# Passage shown start

Tensions ran high between the two factions, and the animosity would carry on for decades after the war.

Similar to a civil war, rifts could form within families, turning brothers against brothers, said Nikki Nojima Louis, 84, a playwright and scholar who spent three years in the camps as a young girl and whose uncle served in the 442nd.

“They were not a monolithic group,” Louis said. “You might have a son who was patriotic and volunteered in the 442nd. You might have another son or a nephew or a brother-in-law who was a protester.”

Louis said as a playwright, she is interested in exploring this friction within the camps — especially among family members — partly to dispel the notion all Japanese Americans accepted living behind barbed wire and complied with everything the U.S. government demanded.

Those who resisted military service were labeled “no-no’s,” she said. They said “no” to the two questions asked every incoming male prisoner — would they give up any allegiance to Japan’s Emperor Hirohito and, if called, would they enlist in the American military?

She said through her plays she has sought to present a more complete story of the men who served in the 442nd and how it was intertwined with the incarceration.

“We are the last generation alive to remember the camps,” Louis said.

Proving their loyalty in battle

The 442nd’s motto, in combat, was “Go For Broke!” indicating the soldiers were risking everything, including their lives, not just for victory, but to prove their worth and loyalty to their country.

All told, about 33,000 Japanese Americans were in the U.S. armed forces during the war, with some 26,000 of them serving in the U.S. Army. Of those, about 16,000 were sent to Europe.

Modern-day estimates say about 800 of them died in combat, but many more were wounded.

Initially, white soldiers were skeptical of the 442nd, partly because many of the Japanese Americans were short in stature and didn’t, in their view, appear to make up a formidable fighting team, said Mitchell Maki, president of the Los Angeles-based Go For Broke National Education Center, named after the unit’s motto.

But the unit soon gained widespread respect with their effective combat skills and daring exploits, Maki said.

“They proved their mettle on the battlefield,” Maki said.

One legendary mission was the “rescue of the lost battalion” in October 1944, he said.

About 270 members of a Texas National Guard unit were trapped in the northern mountains of France, surrounded by 6,000 German troops in a forest, Maki said. After several failed attempts to extract the soldiers, who were being bombed daily, the Army decided to send in the 442nd, even though the unit was tired after liberating two towns and was due for some rest.

The men knew it was a suicide mission and many wouldn’t return, but they were undaunted, he said.

They rescued 211 of the Texas soldiers and suffered 300 casualties, Maki said.

Another memorable mission, which proved pivotal, was the unit’s nighttime assault on a German stronghold within the Gothic Line, a fortified defensive line that stretched 200 miles across the mountains of northern Italy.

Allied Forces had been stalled for months at this last line of defense into Germany.

In April 1945, members of the 442nd scaled up a steep, rocky slope at the back of the fortification in the middle of the night, with the aim of a surprise assault in the morning.

The soldiers agreed if any of them fell, they would not cry out, Maki said.

At dawn, the unit attacked the bird’s nest and prevailed, punching the first hole in the Gothic Line, he said. The gap helped Allied Forces break through the line and push Germany into surrendering in May.

# Passage shown end

#### Problems to solve:
[a] Answer these questions about the passage on the 442nd:
(i) About how many Japanese Americans were in the U.S. armed forces during the war?
(ii) How many of the trapped Texas soldiers did the 442nd rescue?
(iii) In what month and year did members of the 442nd climb the slope behind the Gothic Line fortification?
[b] Repeat the listing word for word, from the line with "Can you find the round" up to and including the final line of the listing.

# Exercise data start

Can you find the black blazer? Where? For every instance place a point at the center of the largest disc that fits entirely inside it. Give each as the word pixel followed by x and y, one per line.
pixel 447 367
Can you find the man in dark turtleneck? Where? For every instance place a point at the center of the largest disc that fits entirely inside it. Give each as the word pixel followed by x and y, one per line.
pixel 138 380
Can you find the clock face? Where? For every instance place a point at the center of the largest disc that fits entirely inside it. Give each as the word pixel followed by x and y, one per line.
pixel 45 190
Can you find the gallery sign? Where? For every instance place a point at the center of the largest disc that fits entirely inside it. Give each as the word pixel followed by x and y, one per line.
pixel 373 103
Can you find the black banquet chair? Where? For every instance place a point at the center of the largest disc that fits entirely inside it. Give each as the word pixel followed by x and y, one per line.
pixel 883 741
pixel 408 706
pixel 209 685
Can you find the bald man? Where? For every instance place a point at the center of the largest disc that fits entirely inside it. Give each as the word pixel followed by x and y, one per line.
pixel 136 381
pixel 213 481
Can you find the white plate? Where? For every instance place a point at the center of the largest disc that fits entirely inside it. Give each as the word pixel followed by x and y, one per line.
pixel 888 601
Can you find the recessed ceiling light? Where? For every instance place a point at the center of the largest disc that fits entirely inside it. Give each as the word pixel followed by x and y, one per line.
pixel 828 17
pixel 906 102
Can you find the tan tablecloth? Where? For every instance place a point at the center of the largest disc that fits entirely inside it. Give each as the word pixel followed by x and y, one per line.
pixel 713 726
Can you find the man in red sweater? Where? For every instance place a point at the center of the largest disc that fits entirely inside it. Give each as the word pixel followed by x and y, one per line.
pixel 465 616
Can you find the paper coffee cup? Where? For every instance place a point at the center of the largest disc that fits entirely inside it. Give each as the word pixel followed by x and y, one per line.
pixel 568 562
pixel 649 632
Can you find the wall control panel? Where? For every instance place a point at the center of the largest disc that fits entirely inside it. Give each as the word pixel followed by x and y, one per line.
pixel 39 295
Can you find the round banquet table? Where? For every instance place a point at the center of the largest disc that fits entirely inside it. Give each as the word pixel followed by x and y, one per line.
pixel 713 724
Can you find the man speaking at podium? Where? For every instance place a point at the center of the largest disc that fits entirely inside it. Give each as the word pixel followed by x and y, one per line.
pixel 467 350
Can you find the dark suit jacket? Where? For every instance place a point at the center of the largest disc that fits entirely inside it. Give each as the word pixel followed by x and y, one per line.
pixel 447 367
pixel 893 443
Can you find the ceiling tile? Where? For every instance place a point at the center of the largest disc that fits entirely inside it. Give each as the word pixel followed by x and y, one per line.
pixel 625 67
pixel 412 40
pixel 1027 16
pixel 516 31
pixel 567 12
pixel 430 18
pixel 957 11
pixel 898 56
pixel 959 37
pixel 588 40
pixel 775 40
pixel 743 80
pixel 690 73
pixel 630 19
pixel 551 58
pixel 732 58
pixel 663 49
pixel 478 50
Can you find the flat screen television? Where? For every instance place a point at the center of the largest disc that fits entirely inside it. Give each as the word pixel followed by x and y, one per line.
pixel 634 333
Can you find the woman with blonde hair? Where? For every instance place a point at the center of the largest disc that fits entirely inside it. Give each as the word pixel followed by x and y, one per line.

# Exercise data end

#### Set of answers:
[a]
(i) About 33,000
(ii) 211
(iii) April 1945

[b]
Can you find the round banquet table? Where? For every instance place a point at the center of the largest disc that fits entirely inside it. Give each as the word pixel followed by x and y, one per line.
pixel 713 724
Can you find the man speaking at podium? Where? For every instance place a point at the center of the largest disc that fits entirely inside it. Give each as the word pixel followed by x and y, one per line.
pixel 467 350
Can you find the dark suit jacket? Where? For every instance place a point at the center of the largest disc that fits entirely inside it. Give each as the word pixel followed by x and y, one per line.
pixel 447 367
pixel 893 443
Can you find the ceiling tile? Where? For every instance place a point at the center of the largest disc that fits entirely inside it. Give each as the word pixel followed by x and y, one per line.
pixel 625 67
pixel 412 40
pixel 1027 16
pixel 516 31
pixel 567 12
pixel 430 18
pixel 957 11
pixel 898 56
pixel 959 37
pixel 588 40
pixel 775 40
pixel 743 80
pixel 690 73
pixel 630 19
pixel 551 58
pixel 732 58
pixel 663 49
pixel 478 50
Can you find the flat screen television? Where? For every instance place a point at the center of the largest disc that fits entirely inside it. Give each as the word pixel followed by x and y, one per line.
pixel 634 333
Can you find the woman with blonde hair? Where? For every instance place a point at the center of the largest disc that fits entirely inside it. Give each as the word pixel followed by x and y, one per line.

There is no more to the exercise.